* **Problem description**: Copy all of the records below word for word, with every line unchanged. Leave the pictures out.

-- Supplied data start --

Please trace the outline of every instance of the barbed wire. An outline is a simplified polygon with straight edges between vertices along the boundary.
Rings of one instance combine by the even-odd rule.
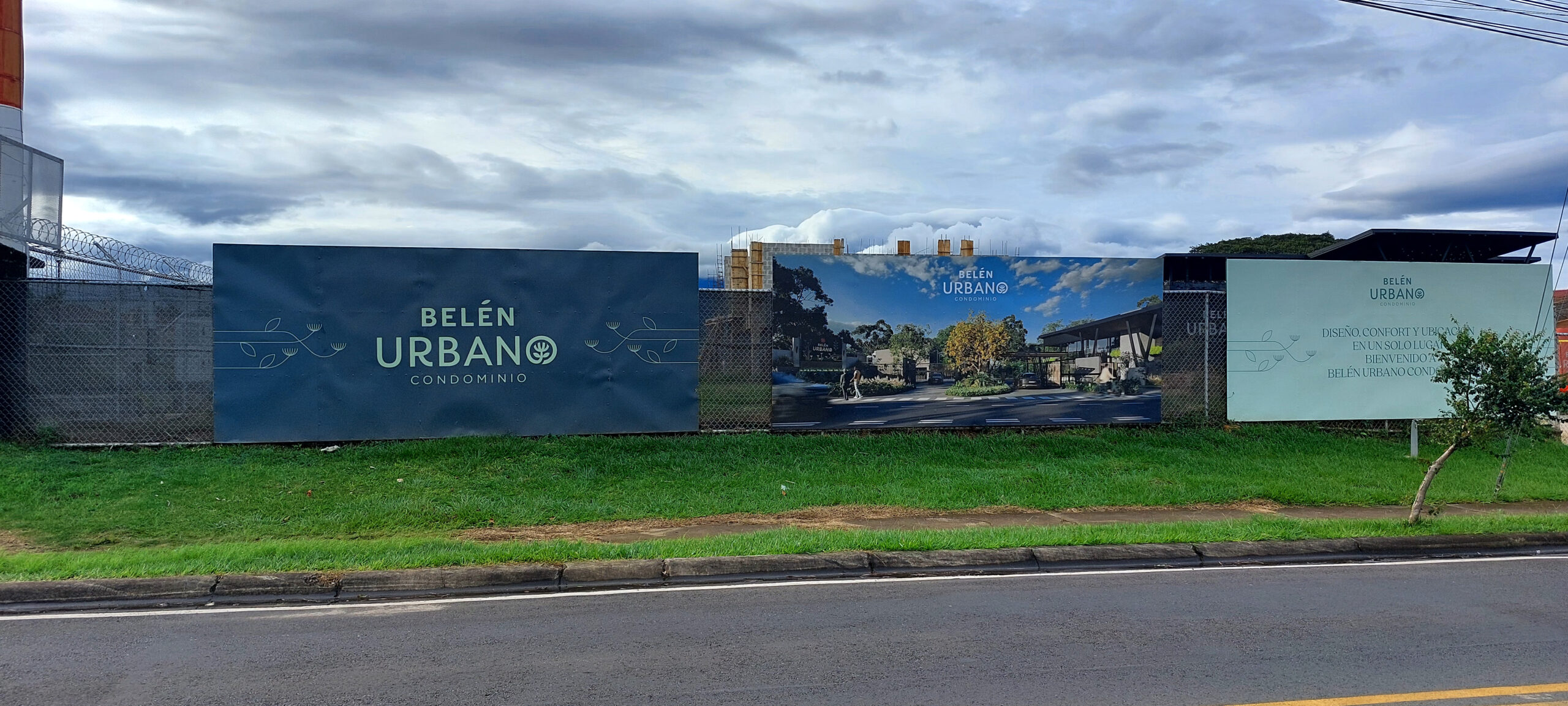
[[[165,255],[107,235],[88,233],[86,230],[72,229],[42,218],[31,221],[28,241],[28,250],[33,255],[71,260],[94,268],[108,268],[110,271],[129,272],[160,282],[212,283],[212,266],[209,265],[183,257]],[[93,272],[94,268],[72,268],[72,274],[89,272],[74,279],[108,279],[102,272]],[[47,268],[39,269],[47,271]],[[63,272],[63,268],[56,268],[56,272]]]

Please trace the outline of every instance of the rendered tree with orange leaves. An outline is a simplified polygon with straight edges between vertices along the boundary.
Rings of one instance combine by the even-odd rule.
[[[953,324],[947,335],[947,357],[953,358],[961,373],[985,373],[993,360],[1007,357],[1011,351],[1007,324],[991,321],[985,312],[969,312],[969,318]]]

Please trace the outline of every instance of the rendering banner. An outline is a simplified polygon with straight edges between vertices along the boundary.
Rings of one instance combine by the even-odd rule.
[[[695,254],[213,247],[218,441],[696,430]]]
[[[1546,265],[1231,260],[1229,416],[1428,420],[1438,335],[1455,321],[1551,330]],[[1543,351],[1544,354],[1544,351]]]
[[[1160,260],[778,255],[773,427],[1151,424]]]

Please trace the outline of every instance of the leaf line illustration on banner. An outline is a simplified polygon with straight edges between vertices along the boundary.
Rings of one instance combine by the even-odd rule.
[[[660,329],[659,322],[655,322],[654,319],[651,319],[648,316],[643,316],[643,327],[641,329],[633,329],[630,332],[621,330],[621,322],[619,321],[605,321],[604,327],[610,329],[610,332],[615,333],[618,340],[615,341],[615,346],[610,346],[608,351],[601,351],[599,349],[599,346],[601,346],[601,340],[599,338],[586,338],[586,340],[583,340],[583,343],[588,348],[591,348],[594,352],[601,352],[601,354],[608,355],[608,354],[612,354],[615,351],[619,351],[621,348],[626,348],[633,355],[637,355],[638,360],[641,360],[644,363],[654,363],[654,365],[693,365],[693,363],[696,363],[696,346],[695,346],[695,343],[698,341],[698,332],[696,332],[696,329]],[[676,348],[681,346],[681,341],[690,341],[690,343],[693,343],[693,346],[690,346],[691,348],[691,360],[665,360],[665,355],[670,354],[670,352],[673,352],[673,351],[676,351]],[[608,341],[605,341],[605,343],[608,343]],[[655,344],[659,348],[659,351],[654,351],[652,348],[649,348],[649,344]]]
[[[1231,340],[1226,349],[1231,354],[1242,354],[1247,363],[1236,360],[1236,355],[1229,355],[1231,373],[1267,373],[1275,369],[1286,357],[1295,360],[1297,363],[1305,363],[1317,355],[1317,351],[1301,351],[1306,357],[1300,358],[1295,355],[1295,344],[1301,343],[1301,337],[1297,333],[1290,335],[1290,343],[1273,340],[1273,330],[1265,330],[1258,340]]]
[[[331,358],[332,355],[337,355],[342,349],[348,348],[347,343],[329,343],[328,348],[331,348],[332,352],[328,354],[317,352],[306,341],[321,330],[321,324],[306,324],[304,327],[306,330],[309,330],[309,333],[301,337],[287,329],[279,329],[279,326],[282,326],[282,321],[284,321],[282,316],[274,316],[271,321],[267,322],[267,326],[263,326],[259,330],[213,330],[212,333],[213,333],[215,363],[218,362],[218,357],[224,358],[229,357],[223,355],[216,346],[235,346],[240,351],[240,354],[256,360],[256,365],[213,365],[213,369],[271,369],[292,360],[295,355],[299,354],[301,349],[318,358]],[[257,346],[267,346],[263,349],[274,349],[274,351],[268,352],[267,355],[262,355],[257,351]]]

-- Supplied data end --

* **Result of the exercise**:
Please trace the outline of every instance of the barbed wire. An outline is a simplified polygon with straight edges between vertices along the boundary.
Rings of one instance combine by the even-odd rule.
[[[165,255],[107,235],[88,233],[86,230],[72,229],[42,218],[31,221],[28,241],[28,250],[33,255],[71,260],[94,268],[108,268],[110,271],[129,272],[160,282],[212,283],[212,266],[209,265],[183,257]],[[93,272],[94,268],[72,268],[72,274],[89,272],[74,279],[108,279],[102,272]],[[47,268],[39,269],[47,271]],[[63,272],[63,268],[56,268],[56,272]]]

Please trace the outline of every instance of the rendered tree with orange leaves. An outline is a simplified polygon with straight edges between vertices along the boundary.
Rings of one instance combine by the even-odd rule.
[[[953,324],[947,335],[947,357],[953,358],[961,373],[985,373],[993,360],[1007,357],[1011,351],[1007,324],[991,321],[985,312],[969,312],[969,318]]]

Please trace the outline of every instance of the rendering banner. An outline is a simplified polygon with straight edges between vertices along the boundary.
Rings of one instance combine by the even-odd rule.
[[[695,254],[213,247],[218,441],[696,430]]]
[[[1546,265],[1231,260],[1229,416],[1428,420],[1438,335],[1455,321],[1551,330]],[[1543,351],[1544,354],[1544,351]]]
[[[1160,260],[778,255],[773,427],[1151,424]]]

Please trace the outline of every instance of the leaf line illustration on banner. An outline is a simplified polygon with straight edges between vertices along the boundary.
Rings of one instance combine by the even-odd rule.
[[[660,329],[659,322],[655,322],[654,319],[651,319],[648,316],[643,316],[643,327],[641,329],[633,329],[630,332],[621,330],[621,322],[619,321],[605,321],[604,327],[610,329],[610,332],[615,333],[618,340],[615,341],[615,346],[610,346],[608,351],[601,351],[599,349],[599,346],[601,346],[601,340],[599,338],[586,338],[586,340],[583,340],[583,343],[588,348],[591,348],[594,352],[601,352],[601,354],[608,355],[608,354],[612,354],[615,351],[619,351],[621,348],[626,348],[633,355],[637,355],[638,360],[641,360],[644,363],[654,363],[654,365],[693,365],[693,363],[696,363],[696,346],[695,346],[695,343],[698,341],[698,332],[696,332],[696,329]],[[676,348],[681,346],[681,341],[690,341],[690,343],[693,343],[693,346],[690,346],[691,348],[691,360],[665,360],[665,355],[670,354],[670,352],[673,352],[673,351],[676,351]],[[608,341],[605,341],[605,343],[608,343]],[[655,344],[659,348],[659,351],[654,351],[652,348],[649,348],[649,344]]]
[[[1231,340],[1226,349],[1231,354],[1242,354],[1247,363],[1236,360],[1236,355],[1229,355],[1231,373],[1267,373],[1275,369],[1286,357],[1295,360],[1297,363],[1305,363],[1317,355],[1317,351],[1301,351],[1306,357],[1300,358],[1295,355],[1295,344],[1301,343],[1301,337],[1297,333],[1290,335],[1290,343],[1273,340],[1273,330],[1265,330],[1258,340]]]
[[[331,358],[332,355],[337,355],[342,349],[348,348],[347,343],[329,343],[328,348],[331,348],[332,352],[328,354],[317,352],[306,341],[321,330],[321,324],[306,324],[304,327],[306,330],[309,330],[309,333],[301,337],[287,329],[279,329],[279,326],[282,326],[282,321],[284,321],[282,316],[274,316],[271,321],[267,322],[267,326],[263,326],[259,330],[213,330],[212,333],[213,333],[215,363],[218,362],[218,357],[224,358],[229,357],[223,355],[216,346],[235,346],[240,351],[240,354],[256,360],[256,365],[213,365],[213,369],[271,369],[292,360],[295,355],[299,354],[301,349],[318,358]],[[257,346],[267,346],[263,349],[274,349],[274,351],[268,352],[267,355],[262,355],[257,351]]]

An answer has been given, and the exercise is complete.